━━ EXERCISE MATERIAL ━━
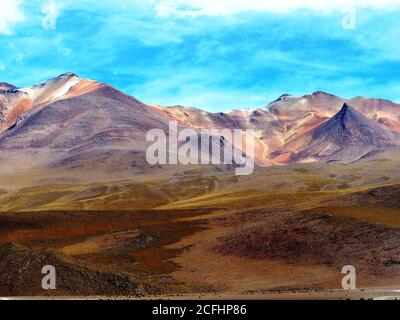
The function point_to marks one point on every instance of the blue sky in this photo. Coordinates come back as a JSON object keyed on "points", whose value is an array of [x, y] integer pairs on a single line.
{"points": [[216, 55]]}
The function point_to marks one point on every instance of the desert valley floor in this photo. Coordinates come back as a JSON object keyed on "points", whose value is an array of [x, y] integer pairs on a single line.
{"points": [[283, 230]]}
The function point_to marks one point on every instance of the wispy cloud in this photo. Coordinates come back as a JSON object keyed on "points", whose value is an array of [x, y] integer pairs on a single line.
{"points": [[194, 8], [10, 14], [210, 54]]}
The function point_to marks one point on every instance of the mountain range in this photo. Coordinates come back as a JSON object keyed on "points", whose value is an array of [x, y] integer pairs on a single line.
{"points": [[75, 122]]}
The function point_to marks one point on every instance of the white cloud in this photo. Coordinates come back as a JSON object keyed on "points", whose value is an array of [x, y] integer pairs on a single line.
{"points": [[51, 12], [10, 14], [195, 8]]}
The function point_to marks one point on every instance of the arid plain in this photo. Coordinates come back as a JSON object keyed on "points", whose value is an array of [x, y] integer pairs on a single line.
{"points": [[76, 193]]}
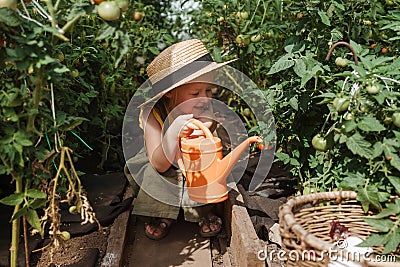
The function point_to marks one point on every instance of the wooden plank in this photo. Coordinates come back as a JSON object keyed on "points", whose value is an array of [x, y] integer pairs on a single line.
{"points": [[117, 238], [244, 242], [182, 247]]}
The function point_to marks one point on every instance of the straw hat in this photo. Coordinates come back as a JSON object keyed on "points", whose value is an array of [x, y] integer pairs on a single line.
{"points": [[178, 64]]}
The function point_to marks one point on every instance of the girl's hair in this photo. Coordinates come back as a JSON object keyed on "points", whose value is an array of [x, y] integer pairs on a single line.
{"points": [[164, 106]]}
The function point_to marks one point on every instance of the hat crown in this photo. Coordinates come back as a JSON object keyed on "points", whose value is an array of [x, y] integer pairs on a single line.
{"points": [[175, 57]]}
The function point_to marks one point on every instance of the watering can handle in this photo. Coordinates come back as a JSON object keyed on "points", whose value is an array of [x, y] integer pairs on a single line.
{"points": [[202, 127]]}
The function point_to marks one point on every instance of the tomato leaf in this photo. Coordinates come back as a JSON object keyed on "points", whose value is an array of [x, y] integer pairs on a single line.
{"points": [[19, 213], [13, 200], [392, 243], [359, 146], [324, 18], [33, 219], [373, 240], [105, 31], [369, 124], [395, 181], [34, 193], [9, 17], [391, 209], [154, 50], [282, 64], [300, 67], [380, 224], [368, 196]]}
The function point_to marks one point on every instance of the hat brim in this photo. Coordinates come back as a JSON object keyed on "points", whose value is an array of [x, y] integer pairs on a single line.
{"points": [[210, 67]]}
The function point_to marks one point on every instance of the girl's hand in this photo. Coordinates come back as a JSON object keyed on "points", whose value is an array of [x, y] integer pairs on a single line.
{"points": [[182, 127]]}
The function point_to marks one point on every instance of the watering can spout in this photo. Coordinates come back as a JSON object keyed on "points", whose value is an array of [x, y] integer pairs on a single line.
{"points": [[205, 169], [229, 161]]}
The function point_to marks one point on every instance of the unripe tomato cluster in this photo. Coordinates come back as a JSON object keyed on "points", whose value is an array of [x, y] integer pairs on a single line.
{"points": [[111, 10], [12, 4]]}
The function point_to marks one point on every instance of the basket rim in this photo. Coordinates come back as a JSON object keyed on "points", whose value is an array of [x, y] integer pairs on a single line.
{"points": [[286, 214]]}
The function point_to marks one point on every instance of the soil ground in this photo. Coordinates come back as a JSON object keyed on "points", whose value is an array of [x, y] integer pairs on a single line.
{"points": [[75, 250]]}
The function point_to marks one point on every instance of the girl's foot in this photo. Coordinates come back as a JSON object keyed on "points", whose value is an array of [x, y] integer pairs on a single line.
{"points": [[210, 225], [157, 228]]}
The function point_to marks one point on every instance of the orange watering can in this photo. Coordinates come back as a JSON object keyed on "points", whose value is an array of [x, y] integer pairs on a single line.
{"points": [[202, 164]]}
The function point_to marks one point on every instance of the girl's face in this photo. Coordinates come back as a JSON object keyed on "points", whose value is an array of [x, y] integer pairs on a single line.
{"points": [[193, 98]]}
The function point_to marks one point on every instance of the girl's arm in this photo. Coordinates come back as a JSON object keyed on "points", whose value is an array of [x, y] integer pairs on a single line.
{"points": [[161, 150]]}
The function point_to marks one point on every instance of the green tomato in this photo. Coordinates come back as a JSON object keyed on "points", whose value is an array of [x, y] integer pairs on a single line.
{"points": [[74, 73], [247, 112], [387, 120], [65, 235], [138, 16], [373, 88], [123, 5], [11, 4], [220, 19], [341, 62], [242, 15], [396, 119], [255, 38], [73, 210], [320, 143], [341, 103], [242, 40], [109, 10]]}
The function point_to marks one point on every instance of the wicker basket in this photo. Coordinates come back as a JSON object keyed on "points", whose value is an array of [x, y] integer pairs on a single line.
{"points": [[305, 226]]}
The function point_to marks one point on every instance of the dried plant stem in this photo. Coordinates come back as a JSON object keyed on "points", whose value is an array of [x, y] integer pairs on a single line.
{"points": [[15, 225]]}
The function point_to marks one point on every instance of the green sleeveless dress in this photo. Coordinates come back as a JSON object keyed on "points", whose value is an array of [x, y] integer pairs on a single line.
{"points": [[160, 194]]}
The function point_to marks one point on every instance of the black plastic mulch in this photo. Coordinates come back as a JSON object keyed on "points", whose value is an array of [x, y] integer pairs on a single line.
{"points": [[105, 193]]}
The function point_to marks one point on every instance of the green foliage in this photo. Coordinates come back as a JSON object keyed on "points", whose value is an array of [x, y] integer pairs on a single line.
{"points": [[387, 223], [65, 83], [312, 96]]}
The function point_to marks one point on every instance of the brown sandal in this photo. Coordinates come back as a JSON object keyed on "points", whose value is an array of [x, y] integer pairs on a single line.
{"points": [[161, 225], [210, 220]]}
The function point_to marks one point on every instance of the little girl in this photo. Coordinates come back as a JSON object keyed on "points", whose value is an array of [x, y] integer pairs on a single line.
{"points": [[178, 76]]}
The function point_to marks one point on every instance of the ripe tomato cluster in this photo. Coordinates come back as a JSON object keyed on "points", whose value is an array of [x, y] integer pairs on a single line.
{"points": [[111, 10]]}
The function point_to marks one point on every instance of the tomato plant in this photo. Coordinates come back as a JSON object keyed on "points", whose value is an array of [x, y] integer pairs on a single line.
{"points": [[341, 62], [320, 143], [12, 4], [109, 10], [396, 119], [65, 83]]}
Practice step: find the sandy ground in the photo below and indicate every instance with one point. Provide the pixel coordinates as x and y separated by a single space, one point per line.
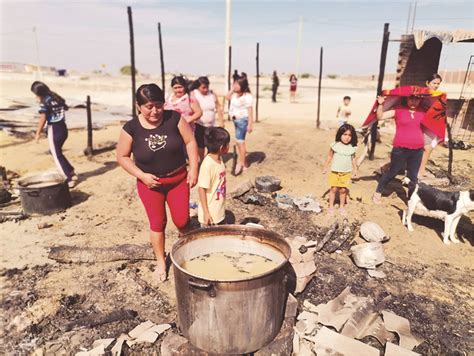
106 210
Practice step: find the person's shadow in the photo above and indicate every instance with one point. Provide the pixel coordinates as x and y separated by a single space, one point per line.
98 171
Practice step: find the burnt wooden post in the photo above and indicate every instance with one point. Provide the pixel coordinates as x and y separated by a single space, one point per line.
89 150
383 57
229 74
450 156
319 87
161 59
132 59
229 70
258 81
234 160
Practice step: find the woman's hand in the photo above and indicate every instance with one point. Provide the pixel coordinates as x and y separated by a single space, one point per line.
150 180
192 177
208 219
250 128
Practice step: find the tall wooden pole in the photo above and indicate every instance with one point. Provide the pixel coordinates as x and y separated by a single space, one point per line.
161 59
132 59
298 46
319 86
227 40
258 80
383 57
229 69
89 150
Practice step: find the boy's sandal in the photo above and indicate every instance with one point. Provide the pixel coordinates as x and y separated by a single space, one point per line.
238 169
377 198
160 276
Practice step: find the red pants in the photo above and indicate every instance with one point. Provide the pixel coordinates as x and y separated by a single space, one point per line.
175 191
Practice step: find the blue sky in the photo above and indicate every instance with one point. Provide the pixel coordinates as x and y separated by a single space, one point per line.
85 35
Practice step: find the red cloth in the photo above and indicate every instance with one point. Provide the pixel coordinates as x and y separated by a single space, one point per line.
433 103
408 132
173 190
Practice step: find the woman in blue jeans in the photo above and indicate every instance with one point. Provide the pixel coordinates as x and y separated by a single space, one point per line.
408 143
241 112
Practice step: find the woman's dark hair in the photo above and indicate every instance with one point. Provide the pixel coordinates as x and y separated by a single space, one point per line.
243 84
433 77
343 129
215 138
41 90
149 93
180 80
198 82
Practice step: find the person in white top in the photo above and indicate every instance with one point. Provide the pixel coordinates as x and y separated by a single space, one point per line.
210 106
241 112
344 111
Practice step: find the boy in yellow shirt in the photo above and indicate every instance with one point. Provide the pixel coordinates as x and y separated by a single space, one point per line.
211 181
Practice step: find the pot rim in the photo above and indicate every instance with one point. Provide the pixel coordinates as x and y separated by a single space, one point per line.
238 231
44 177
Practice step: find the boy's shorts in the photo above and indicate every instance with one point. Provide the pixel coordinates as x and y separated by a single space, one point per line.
223 222
340 179
241 126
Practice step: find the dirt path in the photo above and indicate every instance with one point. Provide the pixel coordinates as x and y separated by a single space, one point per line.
430 283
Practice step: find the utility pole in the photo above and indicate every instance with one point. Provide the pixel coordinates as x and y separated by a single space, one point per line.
413 19
318 122
132 59
38 64
383 58
298 46
408 20
160 43
227 43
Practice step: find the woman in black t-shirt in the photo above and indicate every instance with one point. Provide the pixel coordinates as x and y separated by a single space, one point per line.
156 138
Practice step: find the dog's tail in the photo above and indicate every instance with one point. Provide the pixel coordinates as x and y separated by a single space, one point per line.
411 186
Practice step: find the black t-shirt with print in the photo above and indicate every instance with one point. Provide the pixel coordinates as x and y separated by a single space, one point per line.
158 151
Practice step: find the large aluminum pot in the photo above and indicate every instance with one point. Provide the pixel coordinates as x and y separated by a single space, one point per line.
44 193
231 316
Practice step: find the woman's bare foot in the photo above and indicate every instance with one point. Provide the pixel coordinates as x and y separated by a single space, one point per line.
160 271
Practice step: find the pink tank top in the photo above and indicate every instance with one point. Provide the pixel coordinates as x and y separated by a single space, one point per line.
208 107
408 133
182 105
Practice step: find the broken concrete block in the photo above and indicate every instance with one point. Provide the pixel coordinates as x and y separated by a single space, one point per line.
172 344
307 204
267 184
333 343
282 344
395 350
252 197
291 307
241 189
400 326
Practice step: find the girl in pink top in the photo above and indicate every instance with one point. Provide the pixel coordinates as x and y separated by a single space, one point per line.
182 102
210 106
408 142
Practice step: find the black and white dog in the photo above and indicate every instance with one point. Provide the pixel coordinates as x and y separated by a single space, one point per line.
431 202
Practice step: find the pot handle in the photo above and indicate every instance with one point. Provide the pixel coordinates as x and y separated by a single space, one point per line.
33 193
209 287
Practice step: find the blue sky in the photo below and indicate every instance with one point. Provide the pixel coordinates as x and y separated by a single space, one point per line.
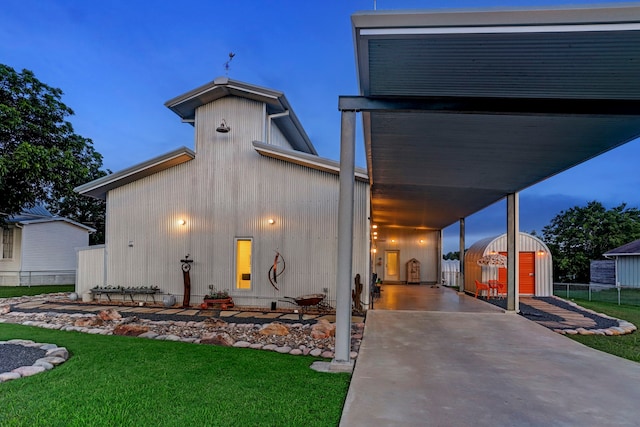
119 61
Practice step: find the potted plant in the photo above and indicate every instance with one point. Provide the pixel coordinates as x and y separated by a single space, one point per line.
217 299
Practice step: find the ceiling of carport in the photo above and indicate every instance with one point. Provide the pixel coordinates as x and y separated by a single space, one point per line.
465 107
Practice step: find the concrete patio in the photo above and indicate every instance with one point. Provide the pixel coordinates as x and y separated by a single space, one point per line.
435 363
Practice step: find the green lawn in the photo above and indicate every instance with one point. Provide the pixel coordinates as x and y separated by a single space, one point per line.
628 296
627 346
125 381
18 291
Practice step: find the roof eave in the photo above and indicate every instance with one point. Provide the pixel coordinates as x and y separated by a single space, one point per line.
100 187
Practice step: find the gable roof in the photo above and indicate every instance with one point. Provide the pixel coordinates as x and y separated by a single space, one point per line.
632 248
39 214
186 104
98 188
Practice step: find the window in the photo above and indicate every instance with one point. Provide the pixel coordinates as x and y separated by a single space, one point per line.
243 263
7 243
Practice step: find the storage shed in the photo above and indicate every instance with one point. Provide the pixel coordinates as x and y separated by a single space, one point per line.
536 267
627 264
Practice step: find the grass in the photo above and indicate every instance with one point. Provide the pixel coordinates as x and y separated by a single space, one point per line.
18 291
627 296
125 381
626 346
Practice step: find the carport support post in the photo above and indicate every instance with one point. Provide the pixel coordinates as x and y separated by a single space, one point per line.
513 250
345 239
461 257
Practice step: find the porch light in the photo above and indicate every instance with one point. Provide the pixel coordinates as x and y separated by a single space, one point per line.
223 128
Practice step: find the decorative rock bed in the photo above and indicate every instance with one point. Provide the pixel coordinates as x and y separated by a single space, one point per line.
47 356
296 339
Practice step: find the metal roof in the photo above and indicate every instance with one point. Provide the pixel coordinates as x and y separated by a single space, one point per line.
305 160
99 188
185 106
462 107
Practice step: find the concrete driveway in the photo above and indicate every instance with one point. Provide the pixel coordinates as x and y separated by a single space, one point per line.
457 368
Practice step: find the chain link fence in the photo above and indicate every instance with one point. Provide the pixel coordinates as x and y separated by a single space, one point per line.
598 292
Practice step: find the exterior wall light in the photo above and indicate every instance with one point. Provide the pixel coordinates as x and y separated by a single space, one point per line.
223 128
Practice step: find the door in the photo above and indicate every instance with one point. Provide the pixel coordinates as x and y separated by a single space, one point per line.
527 273
392 266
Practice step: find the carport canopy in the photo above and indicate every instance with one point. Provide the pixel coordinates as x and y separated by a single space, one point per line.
462 108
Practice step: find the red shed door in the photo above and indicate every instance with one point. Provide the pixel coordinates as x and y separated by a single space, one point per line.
527 273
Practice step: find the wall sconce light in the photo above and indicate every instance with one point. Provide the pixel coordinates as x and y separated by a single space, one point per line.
223 128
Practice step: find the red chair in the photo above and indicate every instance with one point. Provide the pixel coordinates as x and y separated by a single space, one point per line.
500 288
483 286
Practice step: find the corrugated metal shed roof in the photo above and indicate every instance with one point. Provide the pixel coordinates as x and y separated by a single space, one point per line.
461 108
632 248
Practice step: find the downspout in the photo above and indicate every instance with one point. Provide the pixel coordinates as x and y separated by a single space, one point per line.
273 116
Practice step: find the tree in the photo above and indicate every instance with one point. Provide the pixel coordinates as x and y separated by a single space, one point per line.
581 234
41 158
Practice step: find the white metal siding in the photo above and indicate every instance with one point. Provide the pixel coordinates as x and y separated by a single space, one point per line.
528 243
230 191
10 268
50 246
628 271
407 241
90 268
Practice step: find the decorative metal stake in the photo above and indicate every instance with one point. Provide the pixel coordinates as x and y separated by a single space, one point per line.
186 267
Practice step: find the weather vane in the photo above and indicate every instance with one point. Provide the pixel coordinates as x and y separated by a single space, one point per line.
226 64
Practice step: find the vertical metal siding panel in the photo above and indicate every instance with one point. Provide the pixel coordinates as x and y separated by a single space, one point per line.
230 191
407 242
90 268
629 271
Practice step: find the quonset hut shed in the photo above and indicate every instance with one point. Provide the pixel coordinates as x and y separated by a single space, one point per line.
535 264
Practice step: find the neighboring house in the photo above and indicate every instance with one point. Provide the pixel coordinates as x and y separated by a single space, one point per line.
627 264
535 266
38 248
254 187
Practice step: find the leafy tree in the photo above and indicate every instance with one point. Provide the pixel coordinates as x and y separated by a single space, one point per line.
41 158
581 234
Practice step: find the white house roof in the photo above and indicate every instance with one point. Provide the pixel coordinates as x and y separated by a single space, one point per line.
185 106
463 107
306 160
39 215
98 188
632 248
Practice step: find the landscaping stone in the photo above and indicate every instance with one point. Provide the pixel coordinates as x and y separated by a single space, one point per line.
130 330
110 314
274 329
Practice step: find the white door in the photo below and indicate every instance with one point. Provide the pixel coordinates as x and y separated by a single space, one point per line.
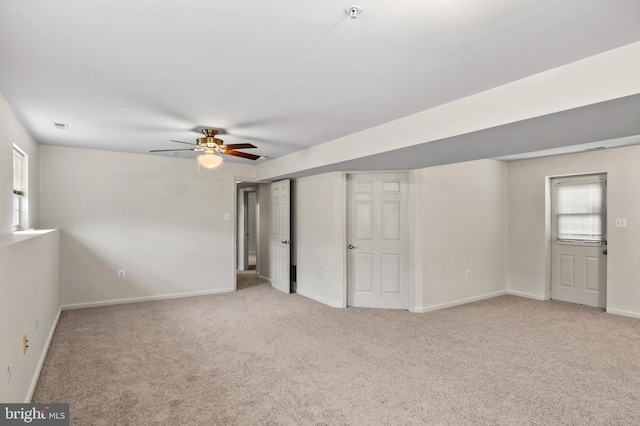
━━━
BRIEF: List every line of the material above that contains the string "pole", treating uppercase and lowercase as distinct.

COMPLETE ANSWER:
Practice step: find the tall wooden pole in the photo above and indicate every instance with one point. Provide the pixel coordinates as x and y separated by a single space, one point per line.
Practice step: find the utility pole in the photo above and indicate every instance with one point. Provide the pixel coordinates as x and y separated by a single space, one point per line.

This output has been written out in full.